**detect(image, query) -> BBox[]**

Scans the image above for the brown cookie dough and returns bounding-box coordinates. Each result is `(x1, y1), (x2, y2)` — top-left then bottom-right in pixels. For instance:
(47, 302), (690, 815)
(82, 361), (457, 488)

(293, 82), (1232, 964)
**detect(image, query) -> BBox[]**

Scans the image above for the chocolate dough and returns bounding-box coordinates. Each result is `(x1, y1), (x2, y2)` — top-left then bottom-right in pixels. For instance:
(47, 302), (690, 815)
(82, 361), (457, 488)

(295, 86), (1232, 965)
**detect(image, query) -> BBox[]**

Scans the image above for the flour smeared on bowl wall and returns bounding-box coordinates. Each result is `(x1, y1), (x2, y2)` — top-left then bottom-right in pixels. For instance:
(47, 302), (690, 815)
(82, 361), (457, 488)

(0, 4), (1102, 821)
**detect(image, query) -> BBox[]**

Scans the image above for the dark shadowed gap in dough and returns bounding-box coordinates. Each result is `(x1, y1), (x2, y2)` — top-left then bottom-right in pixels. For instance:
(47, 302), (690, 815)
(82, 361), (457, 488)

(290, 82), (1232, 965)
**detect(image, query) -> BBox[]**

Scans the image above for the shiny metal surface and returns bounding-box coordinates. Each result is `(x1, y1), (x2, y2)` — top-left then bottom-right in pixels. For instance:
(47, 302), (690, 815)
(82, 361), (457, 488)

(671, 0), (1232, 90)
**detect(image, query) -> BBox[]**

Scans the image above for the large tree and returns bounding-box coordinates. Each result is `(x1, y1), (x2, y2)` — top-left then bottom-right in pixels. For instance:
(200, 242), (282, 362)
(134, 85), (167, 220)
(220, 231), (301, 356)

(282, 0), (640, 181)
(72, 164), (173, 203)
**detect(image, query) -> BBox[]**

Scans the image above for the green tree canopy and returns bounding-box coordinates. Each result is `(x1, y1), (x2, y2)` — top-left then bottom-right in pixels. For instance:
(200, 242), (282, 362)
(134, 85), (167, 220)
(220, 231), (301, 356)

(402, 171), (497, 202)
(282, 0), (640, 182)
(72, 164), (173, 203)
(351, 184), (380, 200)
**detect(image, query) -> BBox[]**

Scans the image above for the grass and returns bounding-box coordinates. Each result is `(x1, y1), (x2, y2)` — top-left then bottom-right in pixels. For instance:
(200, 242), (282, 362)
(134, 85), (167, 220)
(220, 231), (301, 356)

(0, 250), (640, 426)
* * * * *
→ Goal
Transcribe all of the material above line for line, with no changes.

→ Completed task
**detect(image, query) -> BBox[]**

Scans the image above for the brown cookie dough and returns bounding-box coordinates. Each result is `(x1, y1), (x2, y2)` — top-left then bottom-right in pixels. For instance:
(47, 302), (690, 815)
(82, 361), (457, 488)

(293, 82), (1232, 964)
**detect(image, query) -> BBox[]**

Scans the image above for the chocolate dough and returns bounding-box coordinates. Each result is `(x1, y1), (x2, y2)` — top-left then bottom-right in pixels. For instance:
(47, 302), (690, 815)
(82, 361), (457, 488)

(295, 86), (1232, 965)
**detect(image, query) -> BBox[]**

Scans the image above for the flour smeared on bowl wall and returns bounding-box coordinates. Each result is `(x1, y1), (x2, y2)` — top-left then bottom-right in pixels. For instance:
(47, 302), (690, 815)
(82, 361), (457, 488)

(0, 4), (1102, 821)
**detect(image, query) -> BBox[]**

Scans the image above for the dark shadowed gap in dough and returns bounding-box coordinates. Each result is `(x1, y1), (x2, y2)` — top-left then bottom-right in pixels. For instance:
(47, 302), (690, 815)
(82, 361), (457, 488)

(290, 82), (1232, 965)
**detect(image, query) -> BBox[]**

Scans the image above for the shiny metal surface and returns bounding-box coordinates. Each result is `(x1, y1), (x2, y2)` — top-left then bottom-right in pixels. For instance:
(47, 302), (690, 815)
(82, 361), (457, 488)

(671, 0), (1232, 90)
**detect(image, query) -> BBox[]**

Scans the image above for the large tree and returns bounding-box coordinates. Each result is `(x1, y1), (x2, y2)` — top-left then bottom-right in pixels. For instance:
(200, 242), (282, 362)
(134, 85), (167, 220)
(220, 231), (301, 356)

(282, 0), (640, 181)
(72, 164), (173, 203)
**detect(image, query) -> BBox[]**

Scans the image above for the green tree canopy and returns bounding-box coordinates. Each result is `(x1, y1), (x2, y2)` — top-left then bottom-right in pixels. For instance:
(200, 242), (282, 362)
(134, 85), (167, 220)
(220, 231), (301, 356)

(402, 171), (497, 202)
(282, 0), (640, 182)
(72, 164), (173, 203)
(351, 184), (380, 200)
**detect(image, query) -> BBox[]**

Scans the image above for the grass and returns bounding-box coordinates. Each result is `(x1, y1), (x2, y2)` — top-left then bottom-right in pixels. For instance:
(200, 242), (282, 362)
(134, 85), (167, 220)
(220, 231), (301, 356)

(0, 250), (640, 426)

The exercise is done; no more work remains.